-- START OF INPUT RECORDS --
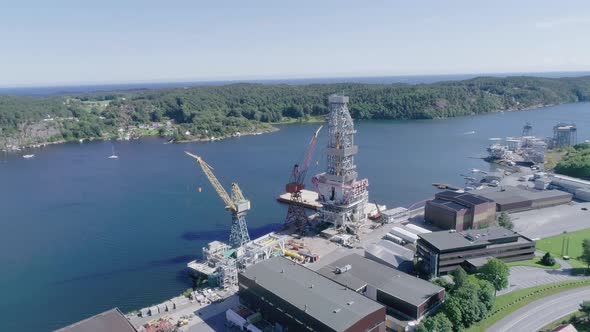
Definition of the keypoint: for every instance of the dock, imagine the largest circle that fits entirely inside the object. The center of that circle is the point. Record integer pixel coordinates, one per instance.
(309, 199)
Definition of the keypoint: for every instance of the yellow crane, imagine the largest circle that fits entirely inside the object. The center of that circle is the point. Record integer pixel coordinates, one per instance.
(236, 204)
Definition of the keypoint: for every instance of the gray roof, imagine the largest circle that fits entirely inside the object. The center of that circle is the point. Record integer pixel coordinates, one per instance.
(391, 281)
(511, 194)
(310, 291)
(448, 240)
(109, 321)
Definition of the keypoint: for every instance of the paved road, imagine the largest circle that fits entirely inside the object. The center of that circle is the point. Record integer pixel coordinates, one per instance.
(527, 276)
(539, 313)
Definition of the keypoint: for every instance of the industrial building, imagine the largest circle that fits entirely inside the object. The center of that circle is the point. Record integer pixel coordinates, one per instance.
(459, 211)
(579, 188)
(391, 254)
(342, 195)
(108, 321)
(295, 298)
(404, 295)
(515, 199)
(442, 252)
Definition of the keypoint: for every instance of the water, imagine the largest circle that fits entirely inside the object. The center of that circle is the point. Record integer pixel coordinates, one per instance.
(409, 79)
(82, 233)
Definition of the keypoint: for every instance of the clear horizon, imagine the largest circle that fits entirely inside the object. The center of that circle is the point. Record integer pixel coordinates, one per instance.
(69, 43)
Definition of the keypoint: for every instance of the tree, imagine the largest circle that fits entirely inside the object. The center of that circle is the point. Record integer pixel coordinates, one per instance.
(496, 272)
(505, 221)
(548, 260)
(452, 309)
(459, 277)
(586, 253)
(486, 293)
(585, 308)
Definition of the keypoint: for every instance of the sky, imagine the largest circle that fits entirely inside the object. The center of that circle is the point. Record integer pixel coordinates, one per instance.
(90, 42)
-- END OF INPUT RECORDS --
GIVEN REQUEST
Please convert these lines into a Markdown table with the columns "Row" and "Line", numbering each row and skipping blank lines. Leave the pictures out of the table.

THE RESULT
| Row | Line |
|---|---|
| 1 | Definition of the keypoint: for every instance of the dock, imagine the largest circle that fits entirely inside the object. The center of that circle is the point. Record integer pixel coordinates, one per instance. |
| 2 | (309, 199) |
| 3 | Definition of the keypoint: for every instance of the yellow crane, imagine the largest circle that fits entirely inside the object. The center of that circle is the point. Record integer pixel coordinates, one per instance. |
| 4 | (236, 204) |
| 5 | Definition of the keypoint: for every instance of the gray roof, imagine the largest circle that fits entirely inside the object. The center of that circle is the point. Record integer pixel coordinates, one per instance. |
| 6 | (391, 281) |
| 7 | (511, 194) |
| 8 | (310, 291) |
| 9 | (448, 240) |
| 10 | (109, 321) |
| 11 | Definition of the keypoint: for every instance of the paved road, imagine the largest circle that fits entirely inside the object. The center of that circle is the point. Record integer pixel coordinates, one per instance. |
| 12 | (527, 276) |
| 13 | (539, 313) |
| 14 | Definition of the keypoint: for every instance of the industrial building, imagine the largest circle that fits entirely inside the object. The center of that circle is the point. Record integer pixel coordinates, one per instance. |
| 15 | (459, 211) |
| 16 | (579, 188) |
| 17 | (391, 254) |
| 18 | (342, 195) |
| 19 | (108, 321) |
| 20 | (295, 298) |
| 21 | (404, 295) |
| 22 | (515, 199) |
| 23 | (442, 252) |
| 24 | Definition of the keypoint: for every instance of the water, imagine the largest circle that fits entirely inside the object. The center of that circle is the point. Record integer pixel coordinates, one per instance. |
| 25 | (409, 79) |
| 26 | (82, 233) |
| 27 | Definition of the keypoint: for every instance of the clear horizon, imagine the largest circle that fits entirely inside the object. The center of that circle is the point. Record integer pixel coordinates, one per instance. |
| 28 | (69, 43) |
| 29 | Definition of the keypoint: for every instance of the tree, imagine the largest circle that fits entirely inside the object. The center of that circle is the point. Record integer pixel coordinates, one per instance. |
| 30 | (496, 272) |
| 31 | (505, 221) |
| 32 | (548, 260) |
| 33 | (452, 309) |
| 34 | (459, 277) |
| 35 | (586, 253) |
| 36 | (486, 293) |
| 37 | (585, 308) |
| 38 | Definition of the keypoint: for every instance of the sky, imagine the largest circle that fits entirely inside the object. The center of that circle is the point. Record integer pixel coordinates, one per instance. |
| 39 | (90, 42) |